*Page text*
## start
[Air-L] Possible Foreign Spam: Re: e-reading limitations

Charlie Balch charlie at balch.org
Thu Oct 11 22:04:49 PDT 2007


I'm not sure that I'm completely following the message below but there are a
number of free alternatives for creating PDFs in the MS Windows environment.
OpenOffice SaveAs PDF natively. I've used CutePDF for years as well. 

The free Irfanview program allows viewing of almost any format of media.

Charlie Balch
Professor of CIS 
Arizona Western College

-----Original Message-----
From: air-l-bounces at listserv.aoir.org
[mailto:air-l-bounces at listserv.aoir.org] On Behalf Of Cristian Berrio Zapata
Sent: Thursday, October 11, 2007 9:20 PM
To: air-l at listserv.aoir.org
Subject: Possible Foreign Spam: Re: [Air-L] e-reading limitations

Thanks for your input. You are right, TIF and TIFF are the same. This format
has something that I have not found in adobe acrobat (version 6.0): the
possibility of editing part of the text as image (i.e. to eliminate steins
or blank spaces within a single scanned page or picture). MS Document
Imaging includes OCR so it is possible to turn image into characters and
produce search. This format was supposed to be Microsoft's avatar against
Adobe but if failed to become the market standard (although some data bases
like JSTOR offer this format additional to PDF). I suspect that this is why
they deleted from MSOffice 2007.

Readers are a magnificent tool for knowledge exchange and sharing, but I
have found that (at least for developing countries), the costs of licenses
make them not as popular as required. This means that academic communities
in Latin America (my case) do not master the tool and worst, have no access
to it due to cost (Acrobat Reader is free but does not let you work the text
with comments and marks; for that you require adobe acrobat or acrobat pro
at a rate of USD$ 449 ).

A little sample of digital divide where we need a free software solution
(yeah, as in FREE or at least not expensive. Why des not Adobe produce
something like Microsoft's Campus Agreement so we can access legally their
products at competitive price. A Vista Pro copy under this license is around
USD $20).

-----Mensaje original-----
De: Conor Schaefer [mailto:conor.schaefer at gmail.com] 
Enviado el: jueves, 11 de octubre de 2007 10:23 a.m.
## end
Records taken from a collection:
## start
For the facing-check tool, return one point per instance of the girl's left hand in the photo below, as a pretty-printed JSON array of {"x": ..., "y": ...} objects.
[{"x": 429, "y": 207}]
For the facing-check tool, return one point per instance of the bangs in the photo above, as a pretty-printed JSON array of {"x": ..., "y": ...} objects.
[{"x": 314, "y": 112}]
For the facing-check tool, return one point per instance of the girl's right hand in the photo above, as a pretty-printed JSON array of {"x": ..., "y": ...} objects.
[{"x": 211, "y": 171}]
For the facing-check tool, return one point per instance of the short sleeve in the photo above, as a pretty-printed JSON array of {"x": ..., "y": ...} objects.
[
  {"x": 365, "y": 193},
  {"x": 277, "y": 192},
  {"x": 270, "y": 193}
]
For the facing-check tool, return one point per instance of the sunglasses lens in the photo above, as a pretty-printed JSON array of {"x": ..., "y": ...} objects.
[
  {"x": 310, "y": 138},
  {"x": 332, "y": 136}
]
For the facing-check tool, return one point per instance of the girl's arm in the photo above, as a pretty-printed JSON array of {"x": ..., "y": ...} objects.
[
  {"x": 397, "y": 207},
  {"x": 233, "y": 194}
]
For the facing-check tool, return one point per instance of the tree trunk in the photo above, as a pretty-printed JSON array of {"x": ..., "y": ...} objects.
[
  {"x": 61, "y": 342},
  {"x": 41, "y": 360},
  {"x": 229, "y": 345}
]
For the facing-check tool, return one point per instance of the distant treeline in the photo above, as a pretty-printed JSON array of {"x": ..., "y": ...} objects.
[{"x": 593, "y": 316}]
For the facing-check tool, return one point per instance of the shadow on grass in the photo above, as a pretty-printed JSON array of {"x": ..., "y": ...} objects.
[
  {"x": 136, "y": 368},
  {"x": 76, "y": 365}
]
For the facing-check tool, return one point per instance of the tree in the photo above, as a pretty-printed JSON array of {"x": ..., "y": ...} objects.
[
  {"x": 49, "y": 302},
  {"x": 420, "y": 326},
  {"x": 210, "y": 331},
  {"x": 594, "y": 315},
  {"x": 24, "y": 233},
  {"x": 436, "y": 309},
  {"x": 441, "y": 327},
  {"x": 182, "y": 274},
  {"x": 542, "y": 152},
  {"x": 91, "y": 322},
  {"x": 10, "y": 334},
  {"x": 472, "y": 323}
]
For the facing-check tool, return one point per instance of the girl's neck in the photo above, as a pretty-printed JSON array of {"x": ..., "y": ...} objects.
## end
*What to do*
• A. Can you reproduce the passage of the e-reading post that begins at the words "Charlie Balch charlie" and stops after "format of media."?
• B. How would you translate this sentence from the e-reading post into Spanish: "The free Irfanview program allows viewing of almost any format of media."
• C. Does each statement agree with the e-reading post? For each, answer yes or no and quote the deciding words. (i) Charlie Balch has used CutePDF for years. (ii) Acrobat Reader lets you add comments and marks to a text. (iii) MS Document Imaging includes OCR.
The data come from a separate source.

*Answers per task*
• A.
Charlie Balch charlie at balch.org
Thu Oct 11 22:04:49 PDT 2007


I'm not sure that I'm completely following the message below but there are a
number of free alternatives for creating PDFs in the MS Windows environment.
OpenOffice SaveAs PDF natively. I've used CutePDF for years as well. 

The free Irfanview program allows viewing of almost any format of media.

• B. El programa gratuito Irfanview permite ver casi cualquier formato de medios.

• C.
(i) Yes: "I've used CutePDF for years as well."
(ii) No: "Acrobat Reader is free but does not let you work the text with comments and marks"
(iii) Yes: "MS Document Imaging includes OCR"